### [Written exercise]
Copy out, word for word, the stretch of the material below from the line containing "Mark every instance of white window trim." through the line containing "Mark every instance of white house.", both included. Leave the pictures out of your answer.

* * *

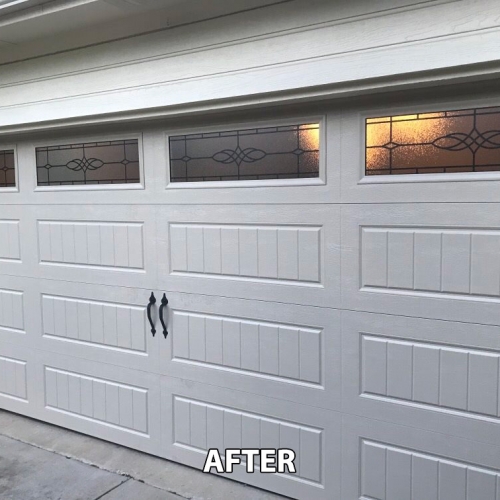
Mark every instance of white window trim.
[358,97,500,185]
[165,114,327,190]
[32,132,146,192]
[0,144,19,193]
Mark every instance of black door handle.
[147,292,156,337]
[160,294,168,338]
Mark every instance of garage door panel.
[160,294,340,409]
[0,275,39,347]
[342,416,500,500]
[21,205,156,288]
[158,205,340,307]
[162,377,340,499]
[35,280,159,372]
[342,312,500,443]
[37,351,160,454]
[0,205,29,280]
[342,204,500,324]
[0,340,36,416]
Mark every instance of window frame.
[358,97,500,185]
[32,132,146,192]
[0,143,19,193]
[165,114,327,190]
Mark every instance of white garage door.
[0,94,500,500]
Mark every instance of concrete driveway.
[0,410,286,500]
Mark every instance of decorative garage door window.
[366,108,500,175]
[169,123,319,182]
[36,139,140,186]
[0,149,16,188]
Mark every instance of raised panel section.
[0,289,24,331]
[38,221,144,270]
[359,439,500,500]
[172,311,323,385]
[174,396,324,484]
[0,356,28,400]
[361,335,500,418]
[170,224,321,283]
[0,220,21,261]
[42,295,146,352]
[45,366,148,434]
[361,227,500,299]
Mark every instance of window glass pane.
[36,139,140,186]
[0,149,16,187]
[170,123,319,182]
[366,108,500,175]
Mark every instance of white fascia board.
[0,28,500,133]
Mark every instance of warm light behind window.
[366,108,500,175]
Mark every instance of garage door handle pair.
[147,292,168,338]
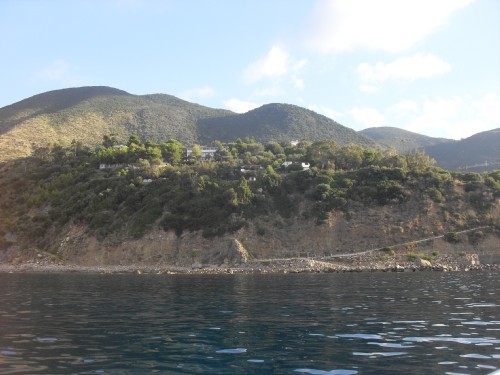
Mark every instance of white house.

* * *

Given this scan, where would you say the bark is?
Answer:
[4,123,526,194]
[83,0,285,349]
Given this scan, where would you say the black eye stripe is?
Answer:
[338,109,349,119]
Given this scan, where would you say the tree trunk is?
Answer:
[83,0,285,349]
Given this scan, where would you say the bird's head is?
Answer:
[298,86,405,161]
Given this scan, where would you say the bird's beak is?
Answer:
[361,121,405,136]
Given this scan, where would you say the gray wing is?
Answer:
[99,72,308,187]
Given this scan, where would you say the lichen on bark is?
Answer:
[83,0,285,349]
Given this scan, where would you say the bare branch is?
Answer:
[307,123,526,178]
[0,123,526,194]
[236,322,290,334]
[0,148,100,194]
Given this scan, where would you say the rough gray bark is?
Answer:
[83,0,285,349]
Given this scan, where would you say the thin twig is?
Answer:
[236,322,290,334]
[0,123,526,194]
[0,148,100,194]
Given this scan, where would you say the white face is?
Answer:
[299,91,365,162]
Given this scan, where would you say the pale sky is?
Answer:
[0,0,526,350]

* * *

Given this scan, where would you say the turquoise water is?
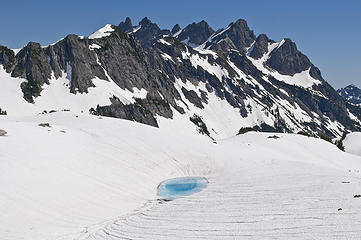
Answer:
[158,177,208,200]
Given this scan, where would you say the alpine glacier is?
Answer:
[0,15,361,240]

* * *

### [Response to the task]
Mark every instance of white window trim.
[358,97,500,185]
[165,114,327,190]
[32,132,146,192]
[0,144,19,193]
Mark every instance of black door handle.
[147,292,156,337]
[160,294,168,338]
Mark every instance of garage door panel.
[160,294,340,409]
[0,275,39,347]
[342,416,500,500]
[21,205,156,288]
[158,205,340,307]
[162,377,340,499]
[35,280,159,372]
[342,312,500,443]
[37,351,160,454]
[0,205,29,280]
[342,204,500,324]
[0,340,36,416]
Mark every instance of window frame.
[358,97,500,185]
[32,132,146,192]
[0,143,19,193]
[165,114,327,190]
Mark every instance of white garage door.
[0,94,500,500]
Mark every instance of concrete driveway.
[0,410,286,500]
Mark every instance of decorative garage door window.
[366,108,500,175]
[169,123,319,182]
[36,139,140,186]
[0,149,16,188]
Mark every instance of raised panel section.
[0,289,24,331]
[38,221,144,270]
[359,439,500,500]
[172,311,323,385]
[174,396,324,484]
[0,356,28,400]
[361,335,500,418]
[170,224,321,283]
[0,220,21,261]
[42,295,146,352]
[45,366,148,434]
[361,227,500,299]
Mark every instance of window glass pane.
[36,139,140,186]
[0,149,16,187]
[170,123,319,182]
[366,108,500,175]
Mark every instance of white fascia board.
[0,28,500,133]
Mark every instance of warm light behind window.
[366,108,500,175]
Mark every instance of garage door handle pair.
[147,292,168,338]
Mark every instance of white house.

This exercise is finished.